> **Document passage**
══════════
A month or so ago, my wife cottoned on that we were on a particular tariff with our energy provider whereby we paid a cheaper price for electricity at night and a more expensive rate during the day.

Since we no longer used 'night-store' heaters (for which these particular types of tariff were designed) it made sense to change to one which would bring us to a cheaper 'variable' tariff during the day. She had, on one occasion once before, tried to change away from the less economic tariff, but had been given some reason as to why she was contractually bound into the 'economy-7' method of payment.

As this no longer applied (for whatever reason) she determined to once again attempt to change us to a tariff more suitable for our needs (especially important given the hikes in energy costs we are currently experiencing). She duly contacted our supplier and gave the necessary instruction.
══════════
> **Work instructions**
a) In the passage on energy tariffs, copy word for word the words between "Since we no" and "method of payment.", inclusive.
b) Decide whether each statement agrees with the passage on energy tariffs, answering yes or no and quoting the words that settle it: (i) The household was still using night-store heaters. (ii) The wife had tried once before to move away from the less economic tariff. (iii) On their tariff, the cheaper electricity price applied during the day.
The material that follows is from a different source than the passage on energy tariffs.
══════════
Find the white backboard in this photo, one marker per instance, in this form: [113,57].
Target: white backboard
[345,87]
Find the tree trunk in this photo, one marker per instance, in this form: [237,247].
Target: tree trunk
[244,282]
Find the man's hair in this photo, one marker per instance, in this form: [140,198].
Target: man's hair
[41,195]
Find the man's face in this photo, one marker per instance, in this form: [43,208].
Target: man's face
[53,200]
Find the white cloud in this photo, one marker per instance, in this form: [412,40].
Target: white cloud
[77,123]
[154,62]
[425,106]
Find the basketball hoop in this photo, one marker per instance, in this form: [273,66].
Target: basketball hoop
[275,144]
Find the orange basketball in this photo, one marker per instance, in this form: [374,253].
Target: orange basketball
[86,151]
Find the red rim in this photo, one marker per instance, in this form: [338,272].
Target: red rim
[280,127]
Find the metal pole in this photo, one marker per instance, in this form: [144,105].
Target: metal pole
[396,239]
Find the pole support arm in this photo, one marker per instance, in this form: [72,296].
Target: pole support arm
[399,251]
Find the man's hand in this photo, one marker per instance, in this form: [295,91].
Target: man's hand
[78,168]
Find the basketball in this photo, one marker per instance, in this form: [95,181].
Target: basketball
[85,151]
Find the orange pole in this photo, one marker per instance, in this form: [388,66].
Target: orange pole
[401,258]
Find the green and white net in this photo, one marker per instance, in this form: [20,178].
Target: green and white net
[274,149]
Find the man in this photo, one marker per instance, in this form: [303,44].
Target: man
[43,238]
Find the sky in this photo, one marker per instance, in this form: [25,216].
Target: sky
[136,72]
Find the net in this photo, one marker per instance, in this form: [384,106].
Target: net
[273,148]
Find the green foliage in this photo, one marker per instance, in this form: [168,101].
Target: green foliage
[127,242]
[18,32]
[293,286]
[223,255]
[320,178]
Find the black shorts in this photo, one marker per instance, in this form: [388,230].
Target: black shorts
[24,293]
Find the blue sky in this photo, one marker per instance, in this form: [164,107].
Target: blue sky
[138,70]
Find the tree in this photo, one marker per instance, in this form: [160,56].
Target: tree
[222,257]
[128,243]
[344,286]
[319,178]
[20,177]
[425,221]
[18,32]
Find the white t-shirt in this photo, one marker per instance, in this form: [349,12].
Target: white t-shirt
══════════
> **Task-by-task answers**
a)
Since we no longer used 'night-store' heaters (for which these particular types of tariff were designed) it made sense to change to one which would bring us to a cheaper 'variable' tariff during the day. She had, on one occasion once before, tried to change away from the less economic tariff, but had been given some reason as to why she was contractually bound into the 'economy-7' method of payment.

b)
(i) No: "Since we no longer used 'night-store' heaters"
(ii) Yes: "She had, on one occasion once before, tried to change away from the less economic tariff"
(iii) No: "we paid a cheaper price for electricity at night and a more expensive rate during the day"